> [What to work on]:
1. Translate this sentence from the text on US policy toward Myanmar into Spanish: "Mitchell praised the overture to Suu Kyi and urged the government to show its sincerity by “releasing all political prisoners unconditionally”."
2. In the text on US policy toward Myanmar, what position does Senator Jim Webb hold?
═════ Text extract ═════
Other senior American figures are starting to come round. Last week, Senator Jim Webb, chair of the East Asia congressional sub-committtee, said there was a new openness in Myanmar and that the US should “adjust our policy” accordingly.

With Washington opening up Mitchell’s ambassadorial level dialogue, and Naypyidaw holding minister-level talks with pro-democracy icon Aung San Suu Kyi, clearly that adjustment has started.

Mitchell praised the overture to Suu Kyi and urged the government to show its sincerity by “releasing all political prisoners unconditionally”.

Of course, they should be released, as they should across the region, especially in Vietnam where repression of dissent is worse than in Myanmar.

In fact, reliable sources now confirm that after Myanmar’s new parliament recently passed a motion recommending the release of political detainees, a good number will be freed this month.

Among them, I hope, will be my good friend Hkun Htun Oo, or “Noel”, the head of the Shan National League for Democracy.

Meantime, Suu Kyi will be unmolested and free to travel, and her NLD party, despite being declared illegal, can to continue to function.
═════ Record extracts ═════
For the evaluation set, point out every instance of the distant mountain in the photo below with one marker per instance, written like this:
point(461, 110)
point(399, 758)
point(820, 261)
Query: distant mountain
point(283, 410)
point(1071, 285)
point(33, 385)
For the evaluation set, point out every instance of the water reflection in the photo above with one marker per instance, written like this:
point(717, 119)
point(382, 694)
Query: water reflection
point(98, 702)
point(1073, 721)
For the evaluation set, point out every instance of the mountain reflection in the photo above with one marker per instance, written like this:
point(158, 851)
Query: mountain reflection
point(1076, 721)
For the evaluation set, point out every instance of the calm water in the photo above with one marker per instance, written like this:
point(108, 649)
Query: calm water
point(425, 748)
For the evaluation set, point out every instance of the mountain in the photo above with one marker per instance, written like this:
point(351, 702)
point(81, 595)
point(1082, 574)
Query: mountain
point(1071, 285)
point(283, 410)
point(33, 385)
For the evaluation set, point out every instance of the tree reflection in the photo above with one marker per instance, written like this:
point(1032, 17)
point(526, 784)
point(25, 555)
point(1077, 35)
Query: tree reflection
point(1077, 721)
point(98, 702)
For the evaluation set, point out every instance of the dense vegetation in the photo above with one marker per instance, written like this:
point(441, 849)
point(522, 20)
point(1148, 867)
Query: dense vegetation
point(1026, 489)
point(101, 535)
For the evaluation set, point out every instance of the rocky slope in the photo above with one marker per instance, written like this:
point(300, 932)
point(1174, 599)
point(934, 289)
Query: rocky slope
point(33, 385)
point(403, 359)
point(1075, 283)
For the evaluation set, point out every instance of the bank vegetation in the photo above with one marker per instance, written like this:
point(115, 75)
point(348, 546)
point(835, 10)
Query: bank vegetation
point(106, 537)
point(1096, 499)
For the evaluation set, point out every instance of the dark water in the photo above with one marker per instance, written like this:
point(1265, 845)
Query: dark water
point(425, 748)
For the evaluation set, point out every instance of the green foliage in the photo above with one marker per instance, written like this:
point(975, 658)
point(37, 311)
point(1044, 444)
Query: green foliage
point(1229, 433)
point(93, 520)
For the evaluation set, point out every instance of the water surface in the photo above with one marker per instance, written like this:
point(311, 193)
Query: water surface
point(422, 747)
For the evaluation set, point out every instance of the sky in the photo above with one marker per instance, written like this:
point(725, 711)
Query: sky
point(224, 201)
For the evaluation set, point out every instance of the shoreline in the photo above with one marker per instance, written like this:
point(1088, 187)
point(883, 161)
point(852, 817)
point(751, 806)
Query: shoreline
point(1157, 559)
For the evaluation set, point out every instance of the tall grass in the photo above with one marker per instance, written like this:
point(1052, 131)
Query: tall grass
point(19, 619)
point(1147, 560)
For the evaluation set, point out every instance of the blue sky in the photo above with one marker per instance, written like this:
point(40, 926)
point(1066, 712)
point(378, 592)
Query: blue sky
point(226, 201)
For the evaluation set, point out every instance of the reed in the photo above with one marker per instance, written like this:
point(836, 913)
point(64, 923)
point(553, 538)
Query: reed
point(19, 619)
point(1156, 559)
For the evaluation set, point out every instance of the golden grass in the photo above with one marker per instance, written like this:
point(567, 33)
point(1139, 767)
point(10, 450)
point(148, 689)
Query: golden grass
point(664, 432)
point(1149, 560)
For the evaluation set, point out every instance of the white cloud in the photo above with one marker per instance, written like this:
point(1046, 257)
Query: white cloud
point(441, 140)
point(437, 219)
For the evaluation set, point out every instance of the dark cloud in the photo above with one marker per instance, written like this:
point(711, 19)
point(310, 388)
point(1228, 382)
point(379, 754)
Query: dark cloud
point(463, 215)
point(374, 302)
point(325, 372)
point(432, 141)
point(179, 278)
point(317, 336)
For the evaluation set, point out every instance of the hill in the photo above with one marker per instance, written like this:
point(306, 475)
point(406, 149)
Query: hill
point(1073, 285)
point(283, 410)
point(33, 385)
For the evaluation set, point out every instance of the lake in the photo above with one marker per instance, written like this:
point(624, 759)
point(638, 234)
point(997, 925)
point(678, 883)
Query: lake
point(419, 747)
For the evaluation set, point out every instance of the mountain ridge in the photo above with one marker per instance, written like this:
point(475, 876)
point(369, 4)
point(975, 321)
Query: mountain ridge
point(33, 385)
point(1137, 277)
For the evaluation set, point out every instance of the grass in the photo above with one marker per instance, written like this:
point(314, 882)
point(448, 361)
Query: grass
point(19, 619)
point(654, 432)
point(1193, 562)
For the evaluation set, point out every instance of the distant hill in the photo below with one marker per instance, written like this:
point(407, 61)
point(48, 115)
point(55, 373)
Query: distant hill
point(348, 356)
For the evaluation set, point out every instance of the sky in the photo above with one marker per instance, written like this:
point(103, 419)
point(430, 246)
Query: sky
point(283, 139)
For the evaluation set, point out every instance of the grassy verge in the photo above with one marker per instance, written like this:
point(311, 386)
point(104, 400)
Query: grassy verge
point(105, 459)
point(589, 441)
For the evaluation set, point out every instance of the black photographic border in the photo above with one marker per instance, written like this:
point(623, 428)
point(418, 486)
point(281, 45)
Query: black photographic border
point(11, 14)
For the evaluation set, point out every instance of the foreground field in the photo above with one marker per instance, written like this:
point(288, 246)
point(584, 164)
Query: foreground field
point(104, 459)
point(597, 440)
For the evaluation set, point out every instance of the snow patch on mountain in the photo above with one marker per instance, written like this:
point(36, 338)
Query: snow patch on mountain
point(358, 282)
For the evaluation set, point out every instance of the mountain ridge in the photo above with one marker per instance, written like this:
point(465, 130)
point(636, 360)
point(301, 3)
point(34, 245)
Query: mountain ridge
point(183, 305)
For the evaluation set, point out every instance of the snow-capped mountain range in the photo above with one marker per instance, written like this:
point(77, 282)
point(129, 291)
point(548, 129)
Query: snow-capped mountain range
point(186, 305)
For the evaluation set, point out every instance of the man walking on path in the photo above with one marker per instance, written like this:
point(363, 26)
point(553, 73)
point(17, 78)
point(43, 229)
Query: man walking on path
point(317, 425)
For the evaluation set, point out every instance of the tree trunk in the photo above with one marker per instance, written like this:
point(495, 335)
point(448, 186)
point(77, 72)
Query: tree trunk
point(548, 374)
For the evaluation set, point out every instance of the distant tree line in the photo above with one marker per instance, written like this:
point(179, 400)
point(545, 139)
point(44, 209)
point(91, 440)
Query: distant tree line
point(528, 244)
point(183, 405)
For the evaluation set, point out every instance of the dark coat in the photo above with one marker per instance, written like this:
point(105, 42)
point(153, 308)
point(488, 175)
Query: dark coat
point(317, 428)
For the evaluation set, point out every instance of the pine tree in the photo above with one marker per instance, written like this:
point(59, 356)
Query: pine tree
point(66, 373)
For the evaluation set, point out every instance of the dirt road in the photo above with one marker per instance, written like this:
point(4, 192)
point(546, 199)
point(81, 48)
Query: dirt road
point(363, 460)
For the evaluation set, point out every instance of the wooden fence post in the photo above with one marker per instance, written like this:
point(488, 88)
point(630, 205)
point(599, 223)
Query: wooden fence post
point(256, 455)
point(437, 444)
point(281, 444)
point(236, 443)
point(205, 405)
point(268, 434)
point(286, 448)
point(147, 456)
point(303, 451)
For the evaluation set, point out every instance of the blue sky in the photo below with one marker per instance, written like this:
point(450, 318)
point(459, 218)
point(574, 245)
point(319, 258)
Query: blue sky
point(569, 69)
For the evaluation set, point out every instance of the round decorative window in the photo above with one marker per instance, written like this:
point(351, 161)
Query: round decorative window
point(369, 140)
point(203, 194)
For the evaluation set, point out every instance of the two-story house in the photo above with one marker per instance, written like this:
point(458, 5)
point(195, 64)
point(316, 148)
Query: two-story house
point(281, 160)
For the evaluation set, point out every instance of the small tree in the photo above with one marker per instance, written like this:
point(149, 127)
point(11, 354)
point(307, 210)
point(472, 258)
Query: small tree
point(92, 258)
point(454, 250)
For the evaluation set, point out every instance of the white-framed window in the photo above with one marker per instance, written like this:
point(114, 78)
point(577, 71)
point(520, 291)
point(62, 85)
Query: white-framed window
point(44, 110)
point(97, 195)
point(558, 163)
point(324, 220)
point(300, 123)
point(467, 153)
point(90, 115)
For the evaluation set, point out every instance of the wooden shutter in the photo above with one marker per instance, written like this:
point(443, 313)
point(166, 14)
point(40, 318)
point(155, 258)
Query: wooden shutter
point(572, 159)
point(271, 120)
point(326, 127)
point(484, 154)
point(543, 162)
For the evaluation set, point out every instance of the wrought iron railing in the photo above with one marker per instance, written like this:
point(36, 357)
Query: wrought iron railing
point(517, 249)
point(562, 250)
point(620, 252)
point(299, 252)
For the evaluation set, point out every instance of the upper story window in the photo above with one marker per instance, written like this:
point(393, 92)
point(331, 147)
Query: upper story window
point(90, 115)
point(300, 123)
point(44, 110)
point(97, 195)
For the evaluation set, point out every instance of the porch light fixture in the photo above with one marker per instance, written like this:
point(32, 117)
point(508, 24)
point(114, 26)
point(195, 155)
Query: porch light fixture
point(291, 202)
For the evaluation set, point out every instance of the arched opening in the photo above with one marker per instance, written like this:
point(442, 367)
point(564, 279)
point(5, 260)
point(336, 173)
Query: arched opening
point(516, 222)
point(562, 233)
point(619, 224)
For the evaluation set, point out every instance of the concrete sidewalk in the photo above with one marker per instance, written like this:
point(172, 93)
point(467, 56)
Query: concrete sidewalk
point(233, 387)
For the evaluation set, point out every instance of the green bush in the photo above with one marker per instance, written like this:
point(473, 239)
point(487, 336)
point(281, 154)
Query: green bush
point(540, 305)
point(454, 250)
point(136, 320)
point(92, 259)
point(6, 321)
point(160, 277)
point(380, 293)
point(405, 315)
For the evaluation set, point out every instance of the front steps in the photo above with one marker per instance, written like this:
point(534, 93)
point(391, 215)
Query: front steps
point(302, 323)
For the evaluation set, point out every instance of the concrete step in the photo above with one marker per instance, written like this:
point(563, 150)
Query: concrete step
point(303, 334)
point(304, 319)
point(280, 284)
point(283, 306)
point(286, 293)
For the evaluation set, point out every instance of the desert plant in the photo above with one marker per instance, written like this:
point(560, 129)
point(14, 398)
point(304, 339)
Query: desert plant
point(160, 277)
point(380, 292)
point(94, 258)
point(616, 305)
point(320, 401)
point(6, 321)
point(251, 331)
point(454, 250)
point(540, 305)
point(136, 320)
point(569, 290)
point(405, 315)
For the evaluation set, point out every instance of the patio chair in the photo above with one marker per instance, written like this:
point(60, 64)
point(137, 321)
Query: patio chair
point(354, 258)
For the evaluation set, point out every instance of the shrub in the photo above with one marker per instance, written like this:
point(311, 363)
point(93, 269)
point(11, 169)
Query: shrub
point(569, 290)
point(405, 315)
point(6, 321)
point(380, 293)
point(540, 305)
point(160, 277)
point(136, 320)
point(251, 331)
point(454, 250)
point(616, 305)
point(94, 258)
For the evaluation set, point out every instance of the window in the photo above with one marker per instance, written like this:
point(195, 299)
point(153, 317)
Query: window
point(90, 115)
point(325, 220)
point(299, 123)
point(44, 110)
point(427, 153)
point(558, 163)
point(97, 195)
═════
> [Answers for the exercise]:
1. Mitchell elogió el acercamiento a Suu Kyi e instó al gobierno a demostrar su sinceridad «liberando incondicionalmente a todos los presos políticos».

2. He is chair of the East Asia congressional subcommittee.